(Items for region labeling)
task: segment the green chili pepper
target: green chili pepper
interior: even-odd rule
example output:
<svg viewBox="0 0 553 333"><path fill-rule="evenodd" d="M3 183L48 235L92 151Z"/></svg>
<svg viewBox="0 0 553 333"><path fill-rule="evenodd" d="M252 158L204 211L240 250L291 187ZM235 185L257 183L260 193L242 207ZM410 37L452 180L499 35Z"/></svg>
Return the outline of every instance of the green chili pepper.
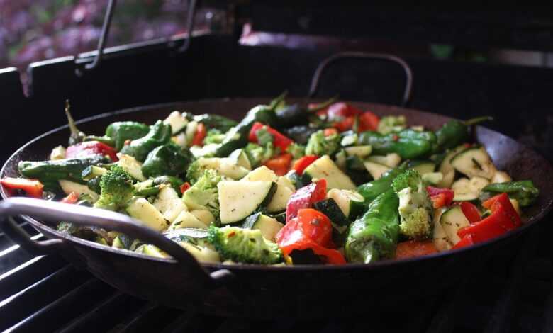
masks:
<svg viewBox="0 0 553 333"><path fill-rule="evenodd" d="M376 180L359 185L357 192L365 198L365 202L370 203L391 186L392 181L406 169L407 164L402 163L397 168L386 171L382 176Z"/></svg>
<svg viewBox="0 0 553 333"><path fill-rule="evenodd" d="M111 138L113 147L118 152L125 145L128 140L136 140L144 137L150 132L150 126L135 121L118 121L110 124L106 128L106 137Z"/></svg>
<svg viewBox="0 0 553 333"><path fill-rule="evenodd" d="M69 145L72 146L79 142L82 142L86 135L81 132L79 128L77 128L73 117L69 112L69 99L65 101L65 115L67 116L67 123L69 125L69 130L71 131L71 135L69 135Z"/></svg>
<svg viewBox="0 0 553 333"><path fill-rule="evenodd" d="M430 155L437 143L433 132L418 132L408 129L381 135L367 131L359 135L358 144L369 145L374 154L385 155L395 152L402 159L414 159Z"/></svg>
<svg viewBox="0 0 553 333"><path fill-rule="evenodd" d="M186 172L193 159L188 149L172 142L166 143L150 152L142 164L142 173L146 177L177 176Z"/></svg>
<svg viewBox="0 0 553 333"><path fill-rule="evenodd" d="M393 257L399 234L398 206L398 196L389 188L352 223L345 247L348 261L369 264Z"/></svg>
<svg viewBox="0 0 553 333"><path fill-rule="evenodd" d="M129 145L125 145L121 150L122 154L134 157L140 162L144 162L148 153L156 147L164 145L171 140L171 125L157 120L145 136L135 139ZM116 142L118 140L116 140Z"/></svg>
<svg viewBox="0 0 553 333"><path fill-rule="evenodd" d="M467 121L449 120L436 131L437 138L437 152L453 149L470 140L470 126L483 121L493 120L491 117L474 118Z"/></svg>
<svg viewBox="0 0 553 333"><path fill-rule="evenodd" d="M511 199L516 199L523 207L532 205L540 195L540 190L532 181L507 181L486 186L480 193L480 198L484 201L503 192Z"/></svg>
<svg viewBox="0 0 553 333"><path fill-rule="evenodd" d="M108 163L110 161L108 158L103 156L52 161L21 161L18 167L19 173L24 177L37 179L45 185L47 190L57 191L59 189L57 181L67 179L85 184L82 176L83 170L91 165Z"/></svg>
<svg viewBox="0 0 553 333"><path fill-rule="evenodd" d="M259 105L250 110L242 121L227 132L223 142L216 150L215 156L225 157L233 151L245 147L247 144L250 130L256 121L269 126L277 123L278 120L274 109L280 103L279 101L284 100L284 96L281 95L268 106Z"/></svg>

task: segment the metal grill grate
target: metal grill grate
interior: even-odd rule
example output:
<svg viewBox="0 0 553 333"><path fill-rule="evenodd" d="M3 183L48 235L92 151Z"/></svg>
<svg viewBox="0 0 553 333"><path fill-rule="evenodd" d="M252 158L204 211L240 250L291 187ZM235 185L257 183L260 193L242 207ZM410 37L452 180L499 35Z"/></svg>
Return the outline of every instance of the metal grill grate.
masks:
<svg viewBox="0 0 553 333"><path fill-rule="evenodd" d="M28 232L29 226L24 227ZM553 332L553 267L547 230L534 230L510 264L486 263L466 283L418 309L363 318L274 322L169 309L121 293L56 256L29 255L0 235L0 329L5 332ZM543 227L542 229L544 229ZM36 234L36 232L35 232ZM540 235L541 234L541 235ZM40 235L36 235L40 237ZM542 255L535 255L542 254ZM370 295L367 297L370 298ZM186 300L183 300L186 301Z"/></svg>

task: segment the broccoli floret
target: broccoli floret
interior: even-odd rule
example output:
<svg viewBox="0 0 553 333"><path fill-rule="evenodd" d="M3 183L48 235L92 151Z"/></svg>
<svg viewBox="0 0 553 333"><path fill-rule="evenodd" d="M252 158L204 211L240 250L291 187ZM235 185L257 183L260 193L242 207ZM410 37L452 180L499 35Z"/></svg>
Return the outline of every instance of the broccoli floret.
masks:
<svg viewBox="0 0 553 333"><path fill-rule="evenodd" d="M337 134L325 137L323 130L318 130L309 137L306 147L306 155L332 155L340 148L340 137Z"/></svg>
<svg viewBox="0 0 553 333"><path fill-rule="evenodd" d="M286 152L291 154L294 159L298 159L305 156L306 147L296 142L292 142L286 148Z"/></svg>
<svg viewBox="0 0 553 333"><path fill-rule="evenodd" d="M386 115L380 120L376 130L381 134L399 132L403 130L406 125L407 120L404 115Z"/></svg>
<svg viewBox="0 0 553 333"><path fill-rule="evenodd" d="M182 200L191 209L207 208L216 218L219 216L219 191L217 184L222 177L216 170L207 169L203 175L182 195Z"/></svg>
<svg viewBox="0 0 553 333"><path fill-rule="evenodd" d="M400 233L413 239L430 237L434 211L418 172L407 170L396 177L392 187L399 198Z"/></svg>
<svg viewBox="0 0 553 333"><path fill-rule="evenodd" d="M244 151L253 168L260 166L273 156L280 154L280 149L275 147L272 142L269 142L265 146L248 143L244 148Z"/></svg>
<svg viewBox="0 0 553 333"><path fill-rule="evenodd" d="M276 244L263 238L259 230L211 226L208 239L223 260L266 265L284 261Z"/></svg>
<svg viewBox="0 0 553 333"><path fill-rule="evenodd" d="M135 193L134 180L123 168L113 166L100 179L100 197L94 207L118 210Z"/></svg>

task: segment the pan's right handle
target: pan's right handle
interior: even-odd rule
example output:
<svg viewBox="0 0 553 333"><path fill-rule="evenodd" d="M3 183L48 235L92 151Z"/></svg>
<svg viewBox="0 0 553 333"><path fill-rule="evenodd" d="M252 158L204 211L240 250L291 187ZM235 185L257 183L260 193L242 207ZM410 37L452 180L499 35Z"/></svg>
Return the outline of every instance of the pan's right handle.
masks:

__What is needed__:
Retype all of the lines above character for character, leaving the pictures out.

__Reply to the exercise__:
task: segment the green chili pepper
target: green chili pepper
interior: even-odd rule
example output:
<svg viewBox="0 0 553 333"><path fill-rule="evenodd" d="M3 183L48 235L92 151Z"/></svg>
<svg viewBox="0 0 553 333"><path fill-rule="evenodd" d="M252 158L204 211L240 250L291 187ZM235 185L257 183L260 193L242 207ZM410 37L452 180L499 35Z"/></svg>
Return the outline of every instance of the green chili pepper.
masks:
<svg viewBox="0 0 553 333"><path fill-rule="evenodd" d="M376 180L359 185L357 192L365 198L365 202L370 203L391 186L392 181L406 169L407 164L402 163L397 168L386 171L382 176Z"/></svg>
<svg viewBox="0 0 553 333"><path fill-rule="evenodd" d="M111 138L113 147L118 152L125 145L128 140L136 140L144 137L150 132L150 126L135 121L118 121L110 124L106 128L106 137Z"/></svg>
<svg viewBox="0 0 553 333"><path fill-rule="evenodd" d="M69 145L72 146L79 142L82 142L86 135L81 132L79 128L77 128L73 117L69 112L69 99L65 101L65 115L67 116L67 123L69 125L69 130L71 131L71 135L69 135Z"/></svg>
<svg viewBox="0 0 553 333"><path fill-rule="evenodd" d="M430 155L437 143L433 132L418 132L408 129L381 135L367 131L359 135L358 144L369 145L374 154L385 155L395 152L402 159L414 159Z"/></svg>
<svg viewBox="0 0 553 333"><path fill-rule="evenodd" d="M186 172L193 159L188 149L172 142L166 143L150 152L142 164L142 173L146 177L177 176Z"/></svg>
<svg viewBox="0 0 553 333"><path fill-rule="evenodd" d="M393 257L399 234L398 206L398 196L389 188L352 223L345 247L348 261L369 264Z"/></svg>
<svg viewBox="0 0 553 333"><path fill-rule="evenodd" d="M129 145L125 145L121 150L122 154L134 157L140 162L144 162L148 153L156 147L164 145L171 140L171 125L157 120L145 136L135 139ZM116 142L118 140L116 140Z"/></svg>
<svg viewBox="0 0 553 333"><path fill-rule="evenodd" d="M467 121L449 120L436 131L437 138L437 152L453 149L470 140L470 126L483 121L493 120L491 117L474 118Z"/></svg>
<svg viewBox="0 0 553 333"><path fill-rule="evenodd" d="M511 199L516 199L523 207L532 205L540 195L540 190L532 181L507 181L486 186L480 193L480 198L484 201L503 192Z"/></svg>
<svg viewBox="0 0 553 333"><path fill-rule="evenodd" d="M108 163L110 161L108 158L103 156L52 161L21 161L18 167L19 173L24 177L37 179L45 185L47 190L57 191L59 189L57 181L67 179L85 184L82 176L83 170L91 165Z"/></svg>
<svg viewBox="0 0 553 333"><path fill-rule="evenodd" d="M259 105L250 110L242 121L227 132L223 142L216 150L215 156L225 157L233 151L245 147L247 144L250 130L256 121L269 126L277 123L278 120L274 109L280 103L279 101L284 100L284 96L281 95L268 106Z"/></svg>

task: segment the metal grill grate
target: metal grill grate
interior: even-odd rule
example output:
<svg viewBox="0 0 553 333"><path fill-rule="evenodd" d="M3 183L48 235L92 151Z"/></svg>
<svg viewBox="0 0 553 333"><path fill-rule="evenodd" d="M252 158L204 211L240 250L291 187ZM235 185L257 183L260 193L242 207ZM410 37L452 180L499 35Z"/></svg>
Return the outline of every instance of the metal grill grate.
masks:
<svg viewBox="0 0 553 333"><path fill-rule="evenodd" d="M28 232L29 226L24 227ZM553 332L553 267L547 230L534 230L510 264L486 263L466 283L418 309L363 318L274 322L169 309L121 293L56 256L29 255L0 235L0 329L5 332ZM543 227L542 229L544 229ZM36 234L36 232L35 232ZM540 235L541 234L541 235ZM40 235L36 235L40 237ZM542 255L535 255L542 254ZM370 295L367 297L370 298ZM186 300L183 300L186 301Z"/></svg>

task: segment the broccoli floret
target: broccoli floret
interior: even-odd rule
example output:
<svg viewBox="0 0 553 333"><path fill-rule="evenodd" d="M3 183L48 235L92 151Z"/></svg>
<svg viewBox="0 0 553 333"><path fill-rule="evenodd" d="M252 158L204 211L240 250L291 187ZM235 185L257 183L260 193L242 207ZM410 37L452 180L499 35Z"/></svg>
Return the outline of every instance of the broccoli floret.
masks:
<svg viewBox="0 0 553 333"><path fill-rule="evenodd" d="M337 134L325 137L323 130L318 130L309 137L306 147L306 155L332 155L340 148L340 137Z"/></svg>
<svg viewBox="0 0 553 333"><path fill-rule="evenodd" d="M286 152L291 154L294 159L298 159L305 156L306 147L296 142L292 142L286 148Z"/></svg>
<svg viewBox="0 0 553 333"><path fill-rule="evenodd" d="M386 115L380 120L376 130L381 134L399 132L403 130L406 125L407 120L404 115Z"/></svg>
<svg viewBox="0 0 553 333"><path fill-rule="evenodd" d="M182 200L191 209L207 208L216 218L219 216L219 191L217 184L222 177L216 170L207 169L203 175L182 195Z"/></svg>
<svg viewBox="0 0 553 333"><path fill-rule="evenodd" d="M400 233L413 239L430 237L434 211L418 172L407 170L396 177L392 187L399 198Z"/></svg>
<svg viewBox="0 0 553 333"><path fill-rule="evenodd" d="M244 151L253 168L260 166L273 156L280 154L280 149L275 147L272 142L269 142L265 146L248 143L244 148Z"/></svg>
<svg viewBox="0 0 553 333"><path fill-rule="evenodd" d="M276 244L263 238L259 230L211 226L208 239L223 260L266 265L284 261Z"/></svg>
<svg viewBox="0 0 553 333"><path fill-rule="evenodd" d="M135 193L134 180L123 168L113 166L100 179L100 197L94 207L118 210Z"/></svg>

task: segment the pan's right handle
target: pan's right handle
interior: even-odd rule
example output:
<svg viewBox="0 0 553 333"><path fill-rule="evenodd" d="M3 183L48 235L92 151Z"/></svg>
<svg viewBox="0 0 553 333"><path fill-rule="evenodd" d="M252 158L204 211L240 250L291 187ZM235 185L257 183L260 193L242 207ZM410 37L452 180L499 35Z"/></svg>
Return the outline of every instance of the pan's right handle.
masks:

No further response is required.